# Proposed Tax Break for Buying Electric Vehicles Is Too Hard to Get, Auto Makers Say



## Joe90 (7 mo ago)

Good article from the WSJ.


----------



## Joe90 (7 mo ago)




----------



## Joe90 (7 mo ago)

We need to bring back the processing of raw materials to friendly countries. We can't be tied to China like Europe is with Russia.


----------



## SalisburySam (Jun 6, 2018)

Joe90 said:


> Good article from the WSJ.


Agree, typical well-written info piece from the Journal…and I learned a new word: decadal. Not really new, origin is back in 1745, but hey, now looking for every opportunity to use it in a sentence (thank you Mrs. Scott, 8th grade English teacher).

At any rate, I think the TL;DR version is that without major rewording, the chances of getting a tax credit for buying an EV are so low as to no longer be a factor in purchase decisions.

Lines of data:
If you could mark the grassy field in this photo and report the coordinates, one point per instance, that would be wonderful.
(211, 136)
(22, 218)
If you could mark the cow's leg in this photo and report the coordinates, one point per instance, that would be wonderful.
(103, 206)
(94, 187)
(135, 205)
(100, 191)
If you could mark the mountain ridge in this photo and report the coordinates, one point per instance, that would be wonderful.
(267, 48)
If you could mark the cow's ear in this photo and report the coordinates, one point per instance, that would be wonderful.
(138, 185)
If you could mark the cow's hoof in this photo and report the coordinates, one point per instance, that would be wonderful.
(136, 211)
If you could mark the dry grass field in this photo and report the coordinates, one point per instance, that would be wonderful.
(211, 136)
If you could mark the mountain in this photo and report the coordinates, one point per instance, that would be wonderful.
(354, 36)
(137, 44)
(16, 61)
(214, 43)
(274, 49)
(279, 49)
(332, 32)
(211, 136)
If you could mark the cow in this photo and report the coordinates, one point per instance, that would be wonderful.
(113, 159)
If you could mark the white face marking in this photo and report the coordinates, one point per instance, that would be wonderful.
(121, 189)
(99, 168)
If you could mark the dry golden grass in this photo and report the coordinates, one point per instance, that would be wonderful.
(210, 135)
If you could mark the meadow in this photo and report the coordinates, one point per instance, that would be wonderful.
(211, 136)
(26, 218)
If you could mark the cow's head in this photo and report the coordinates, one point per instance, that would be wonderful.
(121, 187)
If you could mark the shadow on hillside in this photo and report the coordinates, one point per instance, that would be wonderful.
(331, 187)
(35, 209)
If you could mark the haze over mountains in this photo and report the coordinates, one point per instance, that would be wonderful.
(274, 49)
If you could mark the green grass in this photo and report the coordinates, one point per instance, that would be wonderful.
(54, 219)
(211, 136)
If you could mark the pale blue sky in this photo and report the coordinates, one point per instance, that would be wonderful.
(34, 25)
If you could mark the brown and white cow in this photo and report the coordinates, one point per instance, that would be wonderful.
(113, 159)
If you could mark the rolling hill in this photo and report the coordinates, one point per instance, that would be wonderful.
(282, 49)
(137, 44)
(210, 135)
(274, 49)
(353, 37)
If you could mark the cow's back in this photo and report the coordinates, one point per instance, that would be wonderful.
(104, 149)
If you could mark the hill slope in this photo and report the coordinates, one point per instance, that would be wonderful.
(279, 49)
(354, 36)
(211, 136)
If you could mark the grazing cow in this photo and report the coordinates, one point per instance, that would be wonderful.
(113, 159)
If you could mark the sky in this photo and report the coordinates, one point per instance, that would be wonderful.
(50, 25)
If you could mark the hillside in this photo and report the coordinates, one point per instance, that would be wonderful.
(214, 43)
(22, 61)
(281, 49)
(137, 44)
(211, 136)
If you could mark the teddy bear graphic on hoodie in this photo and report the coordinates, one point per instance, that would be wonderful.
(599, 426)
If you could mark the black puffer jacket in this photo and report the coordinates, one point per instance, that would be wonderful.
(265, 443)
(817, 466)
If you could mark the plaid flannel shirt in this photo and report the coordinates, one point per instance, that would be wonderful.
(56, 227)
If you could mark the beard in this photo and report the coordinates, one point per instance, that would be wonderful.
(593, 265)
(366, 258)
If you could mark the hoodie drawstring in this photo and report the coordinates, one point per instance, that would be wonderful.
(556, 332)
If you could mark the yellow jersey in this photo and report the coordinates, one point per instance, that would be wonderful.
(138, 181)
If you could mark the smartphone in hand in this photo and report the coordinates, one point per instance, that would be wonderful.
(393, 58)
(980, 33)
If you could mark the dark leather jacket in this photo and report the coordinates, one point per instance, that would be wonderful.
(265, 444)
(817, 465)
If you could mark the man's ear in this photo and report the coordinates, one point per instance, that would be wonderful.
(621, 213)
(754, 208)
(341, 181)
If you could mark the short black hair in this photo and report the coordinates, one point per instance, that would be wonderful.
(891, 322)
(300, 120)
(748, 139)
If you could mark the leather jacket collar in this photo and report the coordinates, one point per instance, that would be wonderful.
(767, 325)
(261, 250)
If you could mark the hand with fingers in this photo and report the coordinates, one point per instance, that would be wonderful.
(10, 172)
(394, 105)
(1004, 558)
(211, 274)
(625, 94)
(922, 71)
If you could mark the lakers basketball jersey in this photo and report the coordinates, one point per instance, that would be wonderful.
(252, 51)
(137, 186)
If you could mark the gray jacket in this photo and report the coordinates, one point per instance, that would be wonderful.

JOB 1 — Render the listing as a Markdown table with the columns Row and Line, starting at the line that contains "If you could mark the lakers" and ending with the last line of the listing, both included. Leave out any blank lines.
JOB 2 — Write the next part of the forum thread on the electric vehicle tax break, picking up after its final sentence.

RESPONSE 1 —
| Row | Line |
|---|---|
| 1 | If you could mark the lakers basketball jersey in this photo and report the coordinates, one point per instance, that would be wonderful. |
| 2 | (252, 51) |
| 3 | (137, 186) |
| 4 | If you could mark the gray jacket in this photo and report the coordinates, one point per instance, that would be wonderful. |

RESPONSE 2 —
I get the push the gubmnt is trying to incentivize with the tax credits but the credits go to consumers, not to the entities that manufacture the products. Given that every EV that hits the lots is spoken for before it gets there, manufacturers have little real incentive to do anything and are free to continue to raise prices regardless of their costs. When demand tapers, that’s a whole new ballgame but that isn’t today’s reality. Could be a few years, maybe this is even decadal. (See what I did there?).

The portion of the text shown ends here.